-- What needs to be done --
From the material beneath, pull every line with the word "water".

-- Input data --

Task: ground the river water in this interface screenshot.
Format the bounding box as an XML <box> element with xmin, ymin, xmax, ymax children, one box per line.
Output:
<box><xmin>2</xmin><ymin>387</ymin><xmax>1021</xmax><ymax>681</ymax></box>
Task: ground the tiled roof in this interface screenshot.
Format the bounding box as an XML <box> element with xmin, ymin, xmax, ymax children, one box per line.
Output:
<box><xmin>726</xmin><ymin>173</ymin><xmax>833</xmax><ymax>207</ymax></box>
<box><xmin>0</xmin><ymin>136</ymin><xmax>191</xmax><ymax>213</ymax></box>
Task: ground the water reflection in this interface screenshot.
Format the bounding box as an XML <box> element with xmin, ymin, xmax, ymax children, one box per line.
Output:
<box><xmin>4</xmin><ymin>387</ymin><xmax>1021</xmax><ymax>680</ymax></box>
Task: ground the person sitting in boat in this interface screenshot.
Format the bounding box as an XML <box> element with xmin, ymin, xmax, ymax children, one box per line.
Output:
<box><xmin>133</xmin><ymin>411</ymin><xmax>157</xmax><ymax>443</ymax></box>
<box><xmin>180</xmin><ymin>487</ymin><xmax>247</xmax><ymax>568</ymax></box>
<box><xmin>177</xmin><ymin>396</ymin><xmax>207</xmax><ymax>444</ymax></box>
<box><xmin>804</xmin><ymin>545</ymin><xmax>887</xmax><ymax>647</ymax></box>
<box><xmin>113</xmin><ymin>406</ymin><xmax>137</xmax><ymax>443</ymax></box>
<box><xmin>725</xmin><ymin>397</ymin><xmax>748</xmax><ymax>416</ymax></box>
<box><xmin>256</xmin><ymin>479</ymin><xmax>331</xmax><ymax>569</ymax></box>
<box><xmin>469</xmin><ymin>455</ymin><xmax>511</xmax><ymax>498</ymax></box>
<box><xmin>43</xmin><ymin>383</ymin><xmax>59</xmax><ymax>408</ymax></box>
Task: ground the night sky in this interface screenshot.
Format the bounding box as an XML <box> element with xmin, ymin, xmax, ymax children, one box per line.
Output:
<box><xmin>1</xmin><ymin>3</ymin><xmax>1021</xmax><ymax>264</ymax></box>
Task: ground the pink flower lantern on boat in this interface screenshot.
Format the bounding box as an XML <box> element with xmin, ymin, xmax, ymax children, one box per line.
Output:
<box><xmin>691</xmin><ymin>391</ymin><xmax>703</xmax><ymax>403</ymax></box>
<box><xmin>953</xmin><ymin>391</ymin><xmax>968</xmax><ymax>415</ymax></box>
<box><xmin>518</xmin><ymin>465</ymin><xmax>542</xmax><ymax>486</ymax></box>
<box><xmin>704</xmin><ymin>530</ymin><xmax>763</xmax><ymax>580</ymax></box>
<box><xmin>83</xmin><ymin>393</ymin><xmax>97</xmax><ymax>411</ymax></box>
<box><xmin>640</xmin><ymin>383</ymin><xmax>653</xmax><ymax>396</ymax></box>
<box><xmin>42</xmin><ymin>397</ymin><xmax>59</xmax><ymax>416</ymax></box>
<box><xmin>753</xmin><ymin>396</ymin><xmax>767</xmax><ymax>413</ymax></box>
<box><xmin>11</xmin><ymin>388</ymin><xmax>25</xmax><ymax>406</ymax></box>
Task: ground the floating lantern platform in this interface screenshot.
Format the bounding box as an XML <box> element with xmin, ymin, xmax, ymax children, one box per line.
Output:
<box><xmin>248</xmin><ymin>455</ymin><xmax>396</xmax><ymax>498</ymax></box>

-- Answer area --
Task: ground the river water in this interface screenshot.
Task: ground the water reflection in this interface screenshot.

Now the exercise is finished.